## WHAT YOU WILL DO
Transcribe each record exactly. Include every one.
-- DATA IN THIS EXERCISE start --
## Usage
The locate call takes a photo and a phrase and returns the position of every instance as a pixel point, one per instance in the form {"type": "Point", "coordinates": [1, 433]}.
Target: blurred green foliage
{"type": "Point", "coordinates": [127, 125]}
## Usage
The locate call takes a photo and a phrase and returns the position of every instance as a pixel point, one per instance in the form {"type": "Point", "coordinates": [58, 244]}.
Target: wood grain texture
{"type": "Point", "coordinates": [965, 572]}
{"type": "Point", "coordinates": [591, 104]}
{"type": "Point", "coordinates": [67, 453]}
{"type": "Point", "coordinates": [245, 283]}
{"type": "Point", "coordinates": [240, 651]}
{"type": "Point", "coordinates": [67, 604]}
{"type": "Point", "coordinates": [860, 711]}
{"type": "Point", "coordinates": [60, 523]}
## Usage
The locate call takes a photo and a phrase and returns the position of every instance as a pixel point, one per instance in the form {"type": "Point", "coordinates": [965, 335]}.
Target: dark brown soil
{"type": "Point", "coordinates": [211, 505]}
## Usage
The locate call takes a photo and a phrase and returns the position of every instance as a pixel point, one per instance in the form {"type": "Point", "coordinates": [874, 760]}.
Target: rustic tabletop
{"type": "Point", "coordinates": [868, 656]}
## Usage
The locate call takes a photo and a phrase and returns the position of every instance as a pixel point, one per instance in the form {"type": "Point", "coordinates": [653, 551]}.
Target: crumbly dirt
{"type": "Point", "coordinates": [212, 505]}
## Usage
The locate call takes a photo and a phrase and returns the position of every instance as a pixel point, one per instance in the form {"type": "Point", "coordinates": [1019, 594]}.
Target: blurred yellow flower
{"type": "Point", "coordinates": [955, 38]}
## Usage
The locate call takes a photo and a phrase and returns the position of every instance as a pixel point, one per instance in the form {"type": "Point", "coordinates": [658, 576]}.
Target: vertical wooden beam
-- DATA IN THIS EXERCISE end --
## TASK ANSWER
## Usage
The locate call takes a photo and a phrase and returns the position of every instance as a pixel point, one per instance in the form {"type": "Point", "coordinates": [1, 433]}.
Target: blurred green foliage
{"type": "Point", "coordinates": [127, 125]}
## Usage
The locate call takes a photo and a phrase and returns the position of every instance as a pixel point, one per instance in the form {"type": "Point", "coordinates": [58, 244]}.
Target: wood grain texture
{"type": "Point", "coordinates": [965, 572]}
{"type": "Point", "coordinates": [591, 104]}
{"type": "Point", "coordinates": [67, 453]}
{"type": "Point", "coordinates": [245, 283]}
{"type": "Point", "coordinates": [240, 651]}
{"type": "Point", "coordinates": [67, 604]}
{"type": "Point", "coordinates": [860, 711]}
{"type": "Point", "coordinates": [60, 523]}
## Usage
The locate call takes a photo and a phrase and returns the position of every instance as a pixel point, one per instance in the form {"type": "Point", "coordinates": [965, 335]}.
Target: dark brown soil
{"type": "Point", "coordinates": [211, 505]}
## Usage
The locate call takes a photo and a phrase and returns the position of every instance as a pixel point, one per instance in the form {"type": "Point", "coordinates": [874, 760]}.
Target: rustic tabletop
{"type": "Point", "coordinates": [868, 656]}
## Usage
The locate call takes a photo and a phrase and returns the position of every instance as a pixel point, one per instance in the form {"type": "Point", "coordinates": [653, 551]}.
Target: crumbly dirt
{"type": "Point", "coordinates": [212, 505]}
## Usage
The locate call takes a photo and a phrase and returns the position of every instance as a pixel point, one per instance in the form {"type": "Point", "coordinates": [1019, 594]}.
Target: blurred yellow flower
{"type": "Point", "coordinates": [955, 38]}
## Usage
The locate call takes a photo and a phrase and returns the position of every instance as a pixel point, one per instance in the form {"type": "Point", "coordinates": [658, 576]}.
Target: vertical wooden beam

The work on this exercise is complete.